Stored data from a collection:
— start —
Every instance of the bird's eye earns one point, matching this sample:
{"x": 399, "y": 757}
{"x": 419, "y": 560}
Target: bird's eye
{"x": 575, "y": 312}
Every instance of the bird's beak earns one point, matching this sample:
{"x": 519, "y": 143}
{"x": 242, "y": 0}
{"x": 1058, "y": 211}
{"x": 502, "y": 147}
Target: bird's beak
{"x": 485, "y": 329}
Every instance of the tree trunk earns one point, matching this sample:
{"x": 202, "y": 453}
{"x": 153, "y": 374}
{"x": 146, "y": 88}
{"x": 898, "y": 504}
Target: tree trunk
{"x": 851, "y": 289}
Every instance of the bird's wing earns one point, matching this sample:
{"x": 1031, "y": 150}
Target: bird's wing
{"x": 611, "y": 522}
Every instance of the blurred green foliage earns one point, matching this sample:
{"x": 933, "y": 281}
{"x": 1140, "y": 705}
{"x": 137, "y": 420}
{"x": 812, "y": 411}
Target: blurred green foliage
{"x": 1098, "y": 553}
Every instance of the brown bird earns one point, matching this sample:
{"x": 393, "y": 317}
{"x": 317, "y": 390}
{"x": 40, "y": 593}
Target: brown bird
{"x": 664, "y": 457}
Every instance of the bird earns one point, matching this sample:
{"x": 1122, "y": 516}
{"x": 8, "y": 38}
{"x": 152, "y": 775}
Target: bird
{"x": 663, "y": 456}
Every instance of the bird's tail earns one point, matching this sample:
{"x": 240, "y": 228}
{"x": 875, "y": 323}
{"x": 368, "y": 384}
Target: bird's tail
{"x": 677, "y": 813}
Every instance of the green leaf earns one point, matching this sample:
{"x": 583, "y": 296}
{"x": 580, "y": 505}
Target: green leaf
— end —
REQUIREMENTS >>
Please reproduce all of the data above line for line, without changing anything.

RESULT OF THE TASK >>
Every instance of the bird's eye earns one point, matching this sample:
{"x": 399, "y": 757}
{"x": 419, "y": 560}
Target: bird's eye
{"x": 575, "y": 312}
Every instance of the bird's beak earns one point, matching this sample:
{"x": 519, "y": 143}
{"x": 242, "y": 0}
{"x": 1058, "y": 211}
{"x": 502, "y": 147}
Target: bird's beak
{"x": 485, "y": 329}
Every instance of the tree trunk earns one point, matching this sample:
{"x": 202, "y": 453}
{"x": 153, "y": 374}
{"x": 146, "y": 88}
{"x": 898, "y": 504}
Target: tree trunk
{"x": 851, "y": 289}
Every instance of the bird's wing earns one point, matching this sample:
{"x": 1031, "y": 150}
Target: bird's wing
{"x": 611, "y": 522}
Every instance of the blurred green foliage earns one point, matching this sample:
{"x": 933, "y": 281}
{"x": 1140, "y": 705}
{"x": 137, "y": 420}
{"x": 812, "y": 411}
Target: blurred green foliage
{"x": 1098, "y": 553}
Every instance of the brown bird earns one point, matching this sample:
{"x": 393, "y": 317}
{"x": 317, "y": 390}
{"x": 40, "y": 593}
Target: brown bird
{"x": 664, "y": 457}
Every instance of the bird earns one point, matching this sample:
{"x": 1122, "y": 516}
{"x": 8, "y": 38}
{"x": 152, "y": 775}
Target: bird
{"x": 663, "y": 456}
Every instance of the bird's tail earns one point, matching this sample:
{"x": 240, "y": 228}
{"x": 875, "y": 323}
{"x": 368, "y": 384}
Target: bird's tail
{"x": 677, "y": 813}
Every instance of the green leaf earns one point, matching this sample:
{"x": 583, "y": 296}
{"x": 580, "y": 505}
Target: green leaf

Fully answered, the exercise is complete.